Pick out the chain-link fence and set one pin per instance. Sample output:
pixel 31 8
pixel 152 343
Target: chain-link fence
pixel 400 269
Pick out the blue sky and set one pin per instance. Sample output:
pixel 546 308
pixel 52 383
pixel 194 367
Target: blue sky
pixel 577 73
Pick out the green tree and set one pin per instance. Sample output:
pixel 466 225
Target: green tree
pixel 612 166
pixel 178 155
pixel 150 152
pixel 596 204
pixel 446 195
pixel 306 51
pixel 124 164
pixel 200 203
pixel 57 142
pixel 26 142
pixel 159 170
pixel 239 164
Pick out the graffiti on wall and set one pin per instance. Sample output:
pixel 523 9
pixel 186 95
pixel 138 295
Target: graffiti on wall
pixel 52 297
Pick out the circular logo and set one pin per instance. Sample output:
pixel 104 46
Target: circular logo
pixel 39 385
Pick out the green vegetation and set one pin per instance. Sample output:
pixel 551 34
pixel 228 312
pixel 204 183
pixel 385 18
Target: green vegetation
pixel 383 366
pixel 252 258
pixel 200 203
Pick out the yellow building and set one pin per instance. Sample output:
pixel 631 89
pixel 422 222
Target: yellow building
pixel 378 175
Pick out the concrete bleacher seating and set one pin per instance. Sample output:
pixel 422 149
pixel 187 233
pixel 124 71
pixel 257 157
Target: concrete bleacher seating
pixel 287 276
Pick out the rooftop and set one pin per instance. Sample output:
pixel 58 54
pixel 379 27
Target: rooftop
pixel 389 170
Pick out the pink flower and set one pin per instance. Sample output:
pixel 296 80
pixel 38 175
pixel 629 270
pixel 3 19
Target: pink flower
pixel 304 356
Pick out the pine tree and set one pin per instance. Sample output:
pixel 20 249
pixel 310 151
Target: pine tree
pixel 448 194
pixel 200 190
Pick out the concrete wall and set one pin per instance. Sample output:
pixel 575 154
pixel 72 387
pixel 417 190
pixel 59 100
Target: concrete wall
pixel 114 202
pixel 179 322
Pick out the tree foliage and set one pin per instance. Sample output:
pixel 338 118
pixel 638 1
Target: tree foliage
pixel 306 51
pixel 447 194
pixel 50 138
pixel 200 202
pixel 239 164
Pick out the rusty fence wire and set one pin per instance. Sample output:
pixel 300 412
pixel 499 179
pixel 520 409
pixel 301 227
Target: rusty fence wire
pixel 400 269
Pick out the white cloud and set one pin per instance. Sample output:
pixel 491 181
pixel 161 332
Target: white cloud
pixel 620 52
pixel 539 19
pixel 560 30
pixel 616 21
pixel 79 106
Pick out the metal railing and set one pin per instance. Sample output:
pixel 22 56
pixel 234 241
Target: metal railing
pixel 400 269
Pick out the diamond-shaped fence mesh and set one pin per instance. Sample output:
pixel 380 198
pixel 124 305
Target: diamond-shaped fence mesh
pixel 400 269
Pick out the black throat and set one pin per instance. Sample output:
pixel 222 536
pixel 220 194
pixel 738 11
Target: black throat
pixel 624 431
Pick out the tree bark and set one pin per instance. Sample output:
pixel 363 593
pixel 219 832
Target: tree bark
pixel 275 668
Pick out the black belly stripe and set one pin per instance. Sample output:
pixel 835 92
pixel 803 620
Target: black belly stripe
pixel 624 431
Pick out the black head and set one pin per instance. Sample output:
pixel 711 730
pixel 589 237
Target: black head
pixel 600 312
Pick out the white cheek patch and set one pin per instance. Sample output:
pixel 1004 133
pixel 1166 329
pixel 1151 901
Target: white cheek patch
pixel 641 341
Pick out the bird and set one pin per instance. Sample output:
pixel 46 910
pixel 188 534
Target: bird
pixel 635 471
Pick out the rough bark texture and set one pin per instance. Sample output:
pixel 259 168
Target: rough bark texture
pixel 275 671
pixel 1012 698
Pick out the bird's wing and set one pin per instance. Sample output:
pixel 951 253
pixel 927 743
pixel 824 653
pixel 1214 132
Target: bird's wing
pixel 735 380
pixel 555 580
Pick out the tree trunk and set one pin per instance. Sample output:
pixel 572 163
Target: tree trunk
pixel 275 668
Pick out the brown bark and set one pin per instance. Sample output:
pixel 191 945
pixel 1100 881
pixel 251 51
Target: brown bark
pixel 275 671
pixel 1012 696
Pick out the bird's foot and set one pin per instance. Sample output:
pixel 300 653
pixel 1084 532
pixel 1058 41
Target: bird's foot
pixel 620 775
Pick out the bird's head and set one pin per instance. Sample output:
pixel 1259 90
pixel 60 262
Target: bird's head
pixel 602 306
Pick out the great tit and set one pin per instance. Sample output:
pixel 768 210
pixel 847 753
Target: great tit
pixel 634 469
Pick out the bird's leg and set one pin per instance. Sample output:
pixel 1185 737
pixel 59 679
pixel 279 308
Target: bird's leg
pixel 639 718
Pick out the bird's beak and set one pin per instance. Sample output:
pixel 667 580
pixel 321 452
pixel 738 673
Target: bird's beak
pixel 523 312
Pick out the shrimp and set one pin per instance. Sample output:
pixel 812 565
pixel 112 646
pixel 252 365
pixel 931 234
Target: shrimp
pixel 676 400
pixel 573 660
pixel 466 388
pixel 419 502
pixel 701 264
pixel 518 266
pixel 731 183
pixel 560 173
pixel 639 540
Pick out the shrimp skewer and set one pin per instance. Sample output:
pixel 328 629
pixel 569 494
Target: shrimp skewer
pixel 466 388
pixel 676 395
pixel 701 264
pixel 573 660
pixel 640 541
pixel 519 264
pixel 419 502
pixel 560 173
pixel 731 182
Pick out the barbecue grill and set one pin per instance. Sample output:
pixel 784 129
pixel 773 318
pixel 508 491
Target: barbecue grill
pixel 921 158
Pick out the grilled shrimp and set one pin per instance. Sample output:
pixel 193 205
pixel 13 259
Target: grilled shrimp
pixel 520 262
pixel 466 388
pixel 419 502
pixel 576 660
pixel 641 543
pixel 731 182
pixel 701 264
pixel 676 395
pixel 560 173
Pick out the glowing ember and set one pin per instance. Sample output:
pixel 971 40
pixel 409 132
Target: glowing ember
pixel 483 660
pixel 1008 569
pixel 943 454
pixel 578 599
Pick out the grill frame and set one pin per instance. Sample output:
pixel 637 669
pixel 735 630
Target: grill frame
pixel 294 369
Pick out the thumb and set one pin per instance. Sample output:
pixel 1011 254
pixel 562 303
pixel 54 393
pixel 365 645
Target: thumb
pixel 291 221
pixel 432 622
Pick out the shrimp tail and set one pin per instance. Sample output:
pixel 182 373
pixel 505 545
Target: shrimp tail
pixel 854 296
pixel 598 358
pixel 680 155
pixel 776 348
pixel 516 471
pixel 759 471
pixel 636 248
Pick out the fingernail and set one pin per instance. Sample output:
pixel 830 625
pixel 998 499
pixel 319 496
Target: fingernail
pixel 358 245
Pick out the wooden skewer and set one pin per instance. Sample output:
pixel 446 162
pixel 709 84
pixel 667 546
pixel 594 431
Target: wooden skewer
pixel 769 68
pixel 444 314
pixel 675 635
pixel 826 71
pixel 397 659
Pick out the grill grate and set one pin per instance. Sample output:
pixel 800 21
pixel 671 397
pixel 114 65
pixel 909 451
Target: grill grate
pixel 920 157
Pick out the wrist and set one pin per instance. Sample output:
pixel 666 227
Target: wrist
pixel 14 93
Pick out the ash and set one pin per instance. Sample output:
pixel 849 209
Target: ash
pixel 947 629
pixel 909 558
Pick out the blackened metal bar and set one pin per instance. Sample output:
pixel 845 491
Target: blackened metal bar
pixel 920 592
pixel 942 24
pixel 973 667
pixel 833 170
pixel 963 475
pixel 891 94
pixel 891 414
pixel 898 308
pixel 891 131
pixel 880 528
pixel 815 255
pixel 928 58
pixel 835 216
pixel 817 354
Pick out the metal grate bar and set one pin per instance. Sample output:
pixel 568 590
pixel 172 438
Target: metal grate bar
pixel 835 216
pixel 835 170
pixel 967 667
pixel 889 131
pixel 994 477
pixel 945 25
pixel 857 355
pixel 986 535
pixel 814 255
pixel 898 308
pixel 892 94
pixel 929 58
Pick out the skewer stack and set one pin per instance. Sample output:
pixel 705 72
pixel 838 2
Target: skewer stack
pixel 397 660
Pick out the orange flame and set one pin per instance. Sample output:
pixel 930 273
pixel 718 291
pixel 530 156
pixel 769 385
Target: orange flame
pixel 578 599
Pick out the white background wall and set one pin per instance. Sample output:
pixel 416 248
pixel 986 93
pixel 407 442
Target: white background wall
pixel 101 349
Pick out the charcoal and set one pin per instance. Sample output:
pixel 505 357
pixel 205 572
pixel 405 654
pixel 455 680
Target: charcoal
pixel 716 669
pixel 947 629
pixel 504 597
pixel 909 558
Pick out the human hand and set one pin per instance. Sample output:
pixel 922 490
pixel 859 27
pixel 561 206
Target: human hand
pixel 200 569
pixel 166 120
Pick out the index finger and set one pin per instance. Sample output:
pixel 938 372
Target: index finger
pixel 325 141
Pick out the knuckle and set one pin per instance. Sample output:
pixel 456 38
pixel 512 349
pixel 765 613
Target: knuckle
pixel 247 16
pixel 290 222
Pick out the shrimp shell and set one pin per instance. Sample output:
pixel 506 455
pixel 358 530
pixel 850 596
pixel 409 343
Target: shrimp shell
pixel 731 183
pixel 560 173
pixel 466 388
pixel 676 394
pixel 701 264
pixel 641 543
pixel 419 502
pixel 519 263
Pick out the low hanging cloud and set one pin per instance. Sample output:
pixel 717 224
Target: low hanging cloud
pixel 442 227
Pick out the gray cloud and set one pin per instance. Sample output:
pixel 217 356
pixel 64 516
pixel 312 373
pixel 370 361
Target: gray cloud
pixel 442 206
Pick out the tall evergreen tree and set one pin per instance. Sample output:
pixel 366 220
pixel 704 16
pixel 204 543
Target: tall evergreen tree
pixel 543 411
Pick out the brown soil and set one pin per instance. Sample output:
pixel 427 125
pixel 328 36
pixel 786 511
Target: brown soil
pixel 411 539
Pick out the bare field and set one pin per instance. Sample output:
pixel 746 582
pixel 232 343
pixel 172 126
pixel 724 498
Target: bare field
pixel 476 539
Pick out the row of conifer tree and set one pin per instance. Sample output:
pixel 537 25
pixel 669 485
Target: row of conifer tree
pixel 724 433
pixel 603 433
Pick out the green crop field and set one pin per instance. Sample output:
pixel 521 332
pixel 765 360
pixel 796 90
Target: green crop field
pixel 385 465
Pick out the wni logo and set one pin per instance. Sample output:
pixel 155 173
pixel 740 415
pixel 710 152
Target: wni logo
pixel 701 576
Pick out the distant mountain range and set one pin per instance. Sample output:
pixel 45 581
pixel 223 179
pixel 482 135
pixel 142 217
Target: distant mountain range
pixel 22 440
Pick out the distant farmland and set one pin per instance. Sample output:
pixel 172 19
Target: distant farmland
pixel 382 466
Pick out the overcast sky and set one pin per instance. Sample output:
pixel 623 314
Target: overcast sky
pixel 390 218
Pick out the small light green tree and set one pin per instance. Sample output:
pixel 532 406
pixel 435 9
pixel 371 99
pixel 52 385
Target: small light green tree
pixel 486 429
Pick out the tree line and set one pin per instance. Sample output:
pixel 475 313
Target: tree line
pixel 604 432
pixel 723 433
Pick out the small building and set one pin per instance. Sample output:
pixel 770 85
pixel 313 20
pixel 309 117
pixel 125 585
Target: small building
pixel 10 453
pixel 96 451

============

*Task:*
Print the lines of the material above word for word, starting at the line containing "Pick out the bird's beak" and ending at the line containing "pixel 639 540", both included.

*Full solution:*
Pick out the bird's beak and set one pin per instance. Sample output:
pixel 667 580
pixel 321 452
pixel 738 673
Target: bird's beak
pixel 523 312
Pick out the shrimp and set one pin per instance. Sample output:
pixel 812 565
pixel 112 646
pixel 252 365
pixel 931 234
Target: shrimp
pixel 676 400
pixel 573 660
pixel 466 388
pixel 419 502
pixel 701 264
pixel 518 266
pixel 731 183
pixel 560 173
pixel 639 540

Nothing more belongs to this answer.